Information given:
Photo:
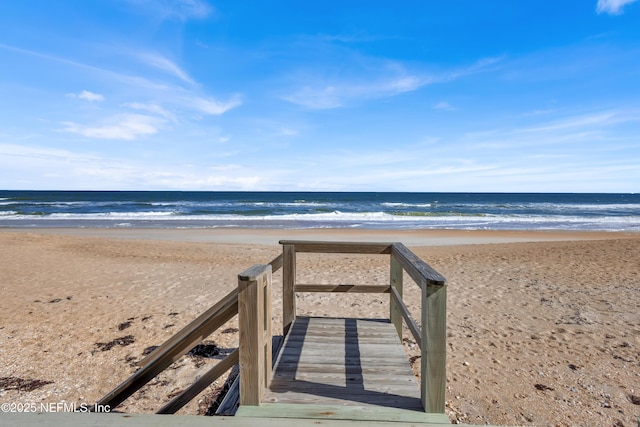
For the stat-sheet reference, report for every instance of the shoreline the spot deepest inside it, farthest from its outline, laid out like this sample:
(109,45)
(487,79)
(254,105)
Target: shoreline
(542,327)
(271,236)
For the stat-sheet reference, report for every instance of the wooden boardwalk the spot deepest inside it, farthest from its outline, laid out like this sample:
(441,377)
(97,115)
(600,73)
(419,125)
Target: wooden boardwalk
(330,371)
(343,368)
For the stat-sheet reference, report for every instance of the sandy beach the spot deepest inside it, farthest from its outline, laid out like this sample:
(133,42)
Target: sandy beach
(543,327)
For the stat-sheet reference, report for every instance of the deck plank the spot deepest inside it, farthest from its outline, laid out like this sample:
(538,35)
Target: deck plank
(345,362)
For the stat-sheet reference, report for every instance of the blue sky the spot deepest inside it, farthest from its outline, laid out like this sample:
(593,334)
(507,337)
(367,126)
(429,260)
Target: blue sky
(455,95)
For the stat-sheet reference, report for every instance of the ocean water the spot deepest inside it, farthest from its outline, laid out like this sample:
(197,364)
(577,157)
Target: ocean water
(466,211)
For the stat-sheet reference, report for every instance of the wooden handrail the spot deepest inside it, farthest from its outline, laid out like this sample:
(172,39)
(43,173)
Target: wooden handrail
(174,348)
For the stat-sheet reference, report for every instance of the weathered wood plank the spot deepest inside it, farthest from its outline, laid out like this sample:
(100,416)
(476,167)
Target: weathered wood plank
(418,269)
(276,263)
(184,333)
(191,335)
(326,413)
(338,247)
(362,289)
(404,312)
(252,286)
(434,348)
(203,382)
(338,366)
(69,419)
(231,400)
(395,299)
(288,285)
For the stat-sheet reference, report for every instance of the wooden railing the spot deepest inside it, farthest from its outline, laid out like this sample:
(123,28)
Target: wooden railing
(430,334)
(174,348)
(251,300)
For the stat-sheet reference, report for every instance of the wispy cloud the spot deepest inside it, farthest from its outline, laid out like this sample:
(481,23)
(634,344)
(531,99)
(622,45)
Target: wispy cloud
(153,108)
(444,106)
(212,106)
(87,96)
(164,64)
(177,9)
(123,126)
(391,81)
(612,7)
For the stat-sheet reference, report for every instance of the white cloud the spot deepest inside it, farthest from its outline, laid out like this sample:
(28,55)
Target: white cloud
(87,96)
(213,107)
(613,7)
(153,108)
(180,9)
(338,93)
(444,106)
(123,126)
(166,65)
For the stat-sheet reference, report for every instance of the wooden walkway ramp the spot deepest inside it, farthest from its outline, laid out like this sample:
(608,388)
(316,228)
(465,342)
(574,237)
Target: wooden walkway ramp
(328,371)
(343,369)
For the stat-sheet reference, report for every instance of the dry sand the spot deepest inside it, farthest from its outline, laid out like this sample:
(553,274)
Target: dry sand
(543,328)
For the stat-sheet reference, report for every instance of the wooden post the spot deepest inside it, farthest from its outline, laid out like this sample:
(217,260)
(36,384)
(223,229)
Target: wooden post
(268,356)
(433,362)
(288,287)
(395,314)
(251,320)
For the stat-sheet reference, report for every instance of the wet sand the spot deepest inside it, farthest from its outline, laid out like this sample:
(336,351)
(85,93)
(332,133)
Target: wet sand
(543,327)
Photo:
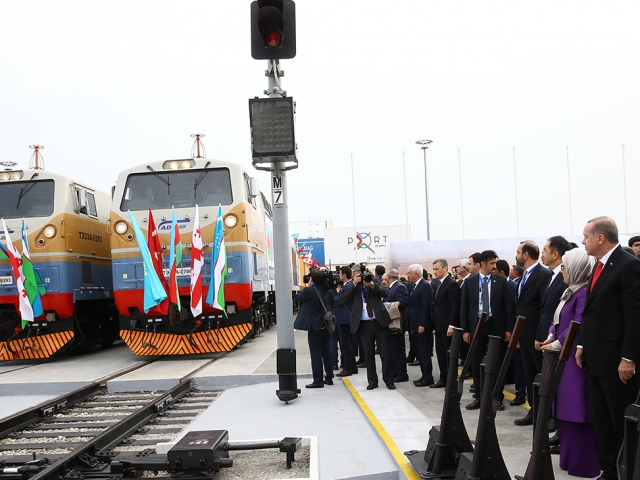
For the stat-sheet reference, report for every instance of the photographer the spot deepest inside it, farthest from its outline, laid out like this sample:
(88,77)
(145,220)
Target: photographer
(311,318)
(370,319)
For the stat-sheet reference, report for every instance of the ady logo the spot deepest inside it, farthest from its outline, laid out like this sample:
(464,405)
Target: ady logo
(166,225)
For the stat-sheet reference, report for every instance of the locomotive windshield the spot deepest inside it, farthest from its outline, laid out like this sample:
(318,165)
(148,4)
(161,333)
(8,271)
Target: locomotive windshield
(31,198)
(182,188)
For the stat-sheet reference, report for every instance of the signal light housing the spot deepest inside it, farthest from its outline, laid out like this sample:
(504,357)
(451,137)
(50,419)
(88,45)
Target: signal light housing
(273,29)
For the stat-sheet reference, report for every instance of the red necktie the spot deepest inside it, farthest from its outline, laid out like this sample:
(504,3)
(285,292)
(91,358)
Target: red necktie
(596,275)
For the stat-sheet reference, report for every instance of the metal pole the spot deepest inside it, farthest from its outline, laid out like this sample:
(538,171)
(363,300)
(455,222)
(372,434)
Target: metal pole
(461,200)
(624,179)
(406,204)
(283,268)
(425,145)
(515,186)
(569,185)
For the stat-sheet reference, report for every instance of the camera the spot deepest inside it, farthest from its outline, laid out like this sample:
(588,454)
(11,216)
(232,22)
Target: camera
(366,276)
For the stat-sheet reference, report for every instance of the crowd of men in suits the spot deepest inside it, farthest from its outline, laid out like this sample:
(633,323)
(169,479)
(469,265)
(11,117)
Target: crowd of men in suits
(608,346)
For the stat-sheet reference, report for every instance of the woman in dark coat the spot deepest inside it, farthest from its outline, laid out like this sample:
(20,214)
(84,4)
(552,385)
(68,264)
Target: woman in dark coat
(311,318)
(577,444)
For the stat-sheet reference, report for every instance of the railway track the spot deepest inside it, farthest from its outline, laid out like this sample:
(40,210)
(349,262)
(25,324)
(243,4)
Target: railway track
(78,435)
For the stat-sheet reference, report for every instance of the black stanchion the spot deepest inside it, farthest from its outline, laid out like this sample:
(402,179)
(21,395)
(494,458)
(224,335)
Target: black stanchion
(486,461)
(553,363)
(449,439)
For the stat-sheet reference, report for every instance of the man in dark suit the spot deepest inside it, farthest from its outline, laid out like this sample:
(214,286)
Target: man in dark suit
(446,315)
(420,325)
(531,290)
(397,293)
(489,293)
(342,312)
(609,344)
(370,319)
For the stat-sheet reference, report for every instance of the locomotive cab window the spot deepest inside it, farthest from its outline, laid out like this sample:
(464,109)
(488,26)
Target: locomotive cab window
(84,201)
(210,187)
(31,198)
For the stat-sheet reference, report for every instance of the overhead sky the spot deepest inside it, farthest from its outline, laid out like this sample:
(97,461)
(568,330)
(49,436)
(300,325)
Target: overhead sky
(542,86)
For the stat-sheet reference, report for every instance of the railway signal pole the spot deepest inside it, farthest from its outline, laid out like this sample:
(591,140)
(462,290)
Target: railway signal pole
(274,149)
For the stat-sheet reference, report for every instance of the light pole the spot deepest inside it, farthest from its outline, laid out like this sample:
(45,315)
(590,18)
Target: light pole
(424,144)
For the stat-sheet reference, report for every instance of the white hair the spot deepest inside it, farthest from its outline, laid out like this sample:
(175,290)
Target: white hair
(416,268)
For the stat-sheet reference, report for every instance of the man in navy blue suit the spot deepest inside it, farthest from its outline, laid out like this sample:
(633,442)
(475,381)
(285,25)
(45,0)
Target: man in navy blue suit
(446,314)
(489,293)
(342,313)
(420,325)
(397,293)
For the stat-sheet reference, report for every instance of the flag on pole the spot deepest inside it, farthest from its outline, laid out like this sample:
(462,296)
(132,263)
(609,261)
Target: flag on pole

Required action: Retype exactly the line with "Target: white hair" and each line after it until the records end, and include no other line.

Response to the task:
Target: white hair
(416,268)
For the stat-sheet reference, report for every instance of the man in navy blue suit the spot deepest inside it, farthest from its outline, laid out like this sample:
(633,442)
(475,381)
(285,25)
(45,0)
Target: man in navy blue suit
(446,314)
(489,293)
(342,313)
(420,325)
(397,293)
For the stat-sheet reference, report for every instance of the flag on pole the spot deepest inside it, farthest from its outline, laid out like this sample:
(462,296)
(132,263)
(609,261)
Target: flag on pole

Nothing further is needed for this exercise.